__ACTION ITEM__.
Respond with the count alone after checking every line in the material below for "tree".

__TASK INPUT__.
- - - - -
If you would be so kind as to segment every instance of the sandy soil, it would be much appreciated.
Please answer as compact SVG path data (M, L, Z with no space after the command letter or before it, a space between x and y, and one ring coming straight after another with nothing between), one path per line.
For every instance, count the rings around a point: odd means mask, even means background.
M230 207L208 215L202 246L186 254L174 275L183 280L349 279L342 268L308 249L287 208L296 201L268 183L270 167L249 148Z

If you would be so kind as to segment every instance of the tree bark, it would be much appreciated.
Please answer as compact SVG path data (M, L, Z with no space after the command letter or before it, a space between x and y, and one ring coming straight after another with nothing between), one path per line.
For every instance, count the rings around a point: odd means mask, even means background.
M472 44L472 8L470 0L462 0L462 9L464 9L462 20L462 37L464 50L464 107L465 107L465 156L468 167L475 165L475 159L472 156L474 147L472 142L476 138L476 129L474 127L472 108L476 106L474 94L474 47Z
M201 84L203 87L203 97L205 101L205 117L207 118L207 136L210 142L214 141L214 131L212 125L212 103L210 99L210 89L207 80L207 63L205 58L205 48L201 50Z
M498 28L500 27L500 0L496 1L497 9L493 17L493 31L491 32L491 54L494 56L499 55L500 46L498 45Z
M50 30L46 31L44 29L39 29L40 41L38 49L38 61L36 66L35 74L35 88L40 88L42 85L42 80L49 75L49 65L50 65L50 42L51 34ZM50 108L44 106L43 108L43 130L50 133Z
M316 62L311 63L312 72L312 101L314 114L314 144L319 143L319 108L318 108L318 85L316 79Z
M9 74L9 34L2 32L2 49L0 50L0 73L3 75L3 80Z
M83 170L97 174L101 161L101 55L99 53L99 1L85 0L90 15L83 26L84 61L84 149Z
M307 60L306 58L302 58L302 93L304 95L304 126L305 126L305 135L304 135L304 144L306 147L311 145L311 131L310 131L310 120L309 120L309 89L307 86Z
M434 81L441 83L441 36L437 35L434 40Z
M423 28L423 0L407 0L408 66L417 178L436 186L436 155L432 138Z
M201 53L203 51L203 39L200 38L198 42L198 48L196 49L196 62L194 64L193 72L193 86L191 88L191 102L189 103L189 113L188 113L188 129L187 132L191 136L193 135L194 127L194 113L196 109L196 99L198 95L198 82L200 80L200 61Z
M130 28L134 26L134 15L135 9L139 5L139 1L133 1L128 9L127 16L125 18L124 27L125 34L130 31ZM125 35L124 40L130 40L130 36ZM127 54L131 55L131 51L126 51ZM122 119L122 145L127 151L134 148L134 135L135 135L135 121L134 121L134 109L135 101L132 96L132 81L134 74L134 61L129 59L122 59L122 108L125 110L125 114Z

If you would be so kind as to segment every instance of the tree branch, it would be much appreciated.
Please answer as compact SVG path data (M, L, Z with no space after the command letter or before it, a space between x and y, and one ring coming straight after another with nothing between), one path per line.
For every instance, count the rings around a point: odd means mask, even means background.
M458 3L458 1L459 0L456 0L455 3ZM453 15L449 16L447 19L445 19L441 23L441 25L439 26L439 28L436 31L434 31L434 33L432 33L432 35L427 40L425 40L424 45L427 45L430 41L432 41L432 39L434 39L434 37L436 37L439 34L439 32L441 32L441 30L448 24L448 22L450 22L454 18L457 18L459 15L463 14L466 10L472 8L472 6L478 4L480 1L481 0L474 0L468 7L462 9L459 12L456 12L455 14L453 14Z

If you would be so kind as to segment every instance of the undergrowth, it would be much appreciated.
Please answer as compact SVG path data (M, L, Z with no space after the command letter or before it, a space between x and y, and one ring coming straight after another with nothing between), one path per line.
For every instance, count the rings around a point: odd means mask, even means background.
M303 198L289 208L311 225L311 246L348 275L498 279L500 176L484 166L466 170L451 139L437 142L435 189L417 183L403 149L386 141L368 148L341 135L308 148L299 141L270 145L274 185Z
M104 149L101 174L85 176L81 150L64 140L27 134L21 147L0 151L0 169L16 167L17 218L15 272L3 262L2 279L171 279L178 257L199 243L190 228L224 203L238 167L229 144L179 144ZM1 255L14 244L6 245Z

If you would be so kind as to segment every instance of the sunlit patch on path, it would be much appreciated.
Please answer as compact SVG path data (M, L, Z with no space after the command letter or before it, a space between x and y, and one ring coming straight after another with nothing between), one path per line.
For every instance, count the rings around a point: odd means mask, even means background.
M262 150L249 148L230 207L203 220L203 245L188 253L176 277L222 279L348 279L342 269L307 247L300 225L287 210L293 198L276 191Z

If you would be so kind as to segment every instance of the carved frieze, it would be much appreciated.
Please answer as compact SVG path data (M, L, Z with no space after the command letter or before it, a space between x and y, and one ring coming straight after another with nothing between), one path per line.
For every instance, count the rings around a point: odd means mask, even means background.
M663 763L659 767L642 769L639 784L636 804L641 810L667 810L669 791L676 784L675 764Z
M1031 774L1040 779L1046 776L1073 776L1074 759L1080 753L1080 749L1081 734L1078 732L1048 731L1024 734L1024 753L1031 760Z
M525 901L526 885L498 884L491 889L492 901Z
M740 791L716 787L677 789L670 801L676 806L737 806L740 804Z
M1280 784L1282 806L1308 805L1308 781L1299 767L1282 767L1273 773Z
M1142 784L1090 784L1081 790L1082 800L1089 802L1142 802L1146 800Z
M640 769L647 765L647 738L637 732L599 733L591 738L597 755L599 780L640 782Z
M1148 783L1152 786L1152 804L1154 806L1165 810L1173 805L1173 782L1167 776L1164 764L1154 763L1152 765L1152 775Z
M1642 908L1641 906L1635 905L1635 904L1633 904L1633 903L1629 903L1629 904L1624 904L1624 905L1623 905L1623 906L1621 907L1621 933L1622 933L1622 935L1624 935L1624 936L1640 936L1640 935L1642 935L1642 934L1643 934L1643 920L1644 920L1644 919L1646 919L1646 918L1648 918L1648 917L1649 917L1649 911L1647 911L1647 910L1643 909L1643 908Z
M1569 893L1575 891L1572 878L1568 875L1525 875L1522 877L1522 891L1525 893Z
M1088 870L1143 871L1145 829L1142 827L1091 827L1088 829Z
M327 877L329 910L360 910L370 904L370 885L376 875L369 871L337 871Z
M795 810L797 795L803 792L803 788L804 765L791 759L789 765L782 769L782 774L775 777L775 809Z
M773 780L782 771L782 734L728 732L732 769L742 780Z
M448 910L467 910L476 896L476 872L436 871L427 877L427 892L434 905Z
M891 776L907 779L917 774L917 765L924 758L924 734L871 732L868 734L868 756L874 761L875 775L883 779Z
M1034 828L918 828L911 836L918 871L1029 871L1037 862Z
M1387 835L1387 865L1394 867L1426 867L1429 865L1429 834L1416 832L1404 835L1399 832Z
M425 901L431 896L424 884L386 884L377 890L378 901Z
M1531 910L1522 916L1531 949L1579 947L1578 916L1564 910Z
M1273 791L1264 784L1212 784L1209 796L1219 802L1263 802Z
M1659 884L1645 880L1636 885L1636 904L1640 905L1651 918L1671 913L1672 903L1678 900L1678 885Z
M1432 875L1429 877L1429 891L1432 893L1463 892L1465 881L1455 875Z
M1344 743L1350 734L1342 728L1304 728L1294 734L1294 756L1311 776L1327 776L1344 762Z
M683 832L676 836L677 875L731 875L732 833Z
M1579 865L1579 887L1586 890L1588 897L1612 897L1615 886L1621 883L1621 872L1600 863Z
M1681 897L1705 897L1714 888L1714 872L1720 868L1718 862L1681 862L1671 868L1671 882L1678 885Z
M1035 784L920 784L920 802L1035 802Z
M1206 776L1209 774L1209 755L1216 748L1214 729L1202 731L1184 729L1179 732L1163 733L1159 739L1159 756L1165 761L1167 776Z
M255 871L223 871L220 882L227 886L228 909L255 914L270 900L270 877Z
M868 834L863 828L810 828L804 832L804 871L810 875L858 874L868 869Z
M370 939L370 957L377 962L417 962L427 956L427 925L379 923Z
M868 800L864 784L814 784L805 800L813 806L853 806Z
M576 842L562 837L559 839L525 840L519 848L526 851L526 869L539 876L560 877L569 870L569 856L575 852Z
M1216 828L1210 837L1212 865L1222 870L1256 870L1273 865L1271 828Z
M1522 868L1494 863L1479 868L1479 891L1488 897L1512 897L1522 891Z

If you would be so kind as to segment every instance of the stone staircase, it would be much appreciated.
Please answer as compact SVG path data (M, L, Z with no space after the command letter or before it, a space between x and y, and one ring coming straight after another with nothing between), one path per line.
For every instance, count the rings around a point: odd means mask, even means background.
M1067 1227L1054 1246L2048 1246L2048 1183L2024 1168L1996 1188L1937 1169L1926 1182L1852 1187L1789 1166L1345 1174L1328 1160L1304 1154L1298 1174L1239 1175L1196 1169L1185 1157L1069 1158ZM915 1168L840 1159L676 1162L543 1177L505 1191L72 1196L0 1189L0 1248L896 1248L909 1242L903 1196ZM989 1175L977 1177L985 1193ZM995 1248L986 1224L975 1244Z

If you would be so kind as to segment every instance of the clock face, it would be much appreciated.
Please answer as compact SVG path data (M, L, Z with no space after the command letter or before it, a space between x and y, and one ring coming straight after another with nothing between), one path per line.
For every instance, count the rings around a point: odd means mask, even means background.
- - - - -
__ANSWER TO THIS PROBLEM__.
2